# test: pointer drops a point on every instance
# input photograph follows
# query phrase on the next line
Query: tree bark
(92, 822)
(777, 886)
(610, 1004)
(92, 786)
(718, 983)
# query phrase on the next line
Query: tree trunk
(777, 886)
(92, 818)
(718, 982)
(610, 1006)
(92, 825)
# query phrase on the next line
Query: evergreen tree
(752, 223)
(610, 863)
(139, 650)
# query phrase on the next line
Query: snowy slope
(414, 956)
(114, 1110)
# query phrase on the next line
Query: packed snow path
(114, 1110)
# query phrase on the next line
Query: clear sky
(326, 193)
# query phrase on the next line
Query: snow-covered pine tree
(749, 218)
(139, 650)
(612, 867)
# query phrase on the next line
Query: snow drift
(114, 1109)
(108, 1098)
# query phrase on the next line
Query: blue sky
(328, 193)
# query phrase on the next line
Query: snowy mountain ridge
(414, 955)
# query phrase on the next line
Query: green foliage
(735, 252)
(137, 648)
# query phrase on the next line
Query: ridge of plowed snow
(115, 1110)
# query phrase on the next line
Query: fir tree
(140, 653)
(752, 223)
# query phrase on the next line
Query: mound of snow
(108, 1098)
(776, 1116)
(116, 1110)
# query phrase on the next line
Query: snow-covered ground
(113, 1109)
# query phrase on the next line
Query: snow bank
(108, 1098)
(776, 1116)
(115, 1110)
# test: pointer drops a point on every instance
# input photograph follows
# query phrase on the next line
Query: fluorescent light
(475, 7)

THE PROBLEM: Rescale every line of the items above: copy each line unchanged, but multiply each point coordinate by 0.5 and round it to a whole number, with halves rounding up.

THE COMPLETED TASK:
# test: pointer drops a point on every instance
# input photograph follows
# query phrase on the next line
Query: tree bark
(46, 411)
(389, 443)
(305, 502)
(46, 393)
(359, 492)
# query phrase on the next line
Query: tree trunk
(389, 443)
(46, 409)
(359, 491)
(305, 503)
(46, 413)
# query phrase on the next line
Query: evergreen tree
(376, 112)
(305, 432)
(70, 325)
# query phrase on the next line
Query: snowy slope
(207, 478)
(57, 555)
# query phrase on the next line
Query: packed snow path
(57, 555)
# query phrase on the next line
Query: clear sky
(163, 97)
# query phrase on the next line
Query: snow-covered pine tree
(375, 109)
(70, 325)
(306, 434)
# query phrase on the next line
Query: snow drift
(57, 555)
(54, 549)
# query phrase on the next line
Query: blue sky
(164, 97)
# query phrase on the next line
Query: snowy mountain ridge
(207, 478)
# query phrase on the next line
Query: green foliage
(368, 126)
(69, 324)
# query phrase on the next line
Query: ridge of plowed snow
(58, 555)
# query phrase on the next line
Query: fir tree
(70, 327)
(376, 112)
# query phrase on the next line
Query: mound of snow
(54, 549)
(388, 558)
(58, 555)
# query phrase on the next line
Query: snow-covered ground
(57, 555)
# query phrase on the next line
Query: snow bank
(54, 549)
(388, 558)
(58, 555)
# test: pointer drops a point on every instance
# input photograph follows
# query phrase on the next line
Query: fluorescent light
(238, 4)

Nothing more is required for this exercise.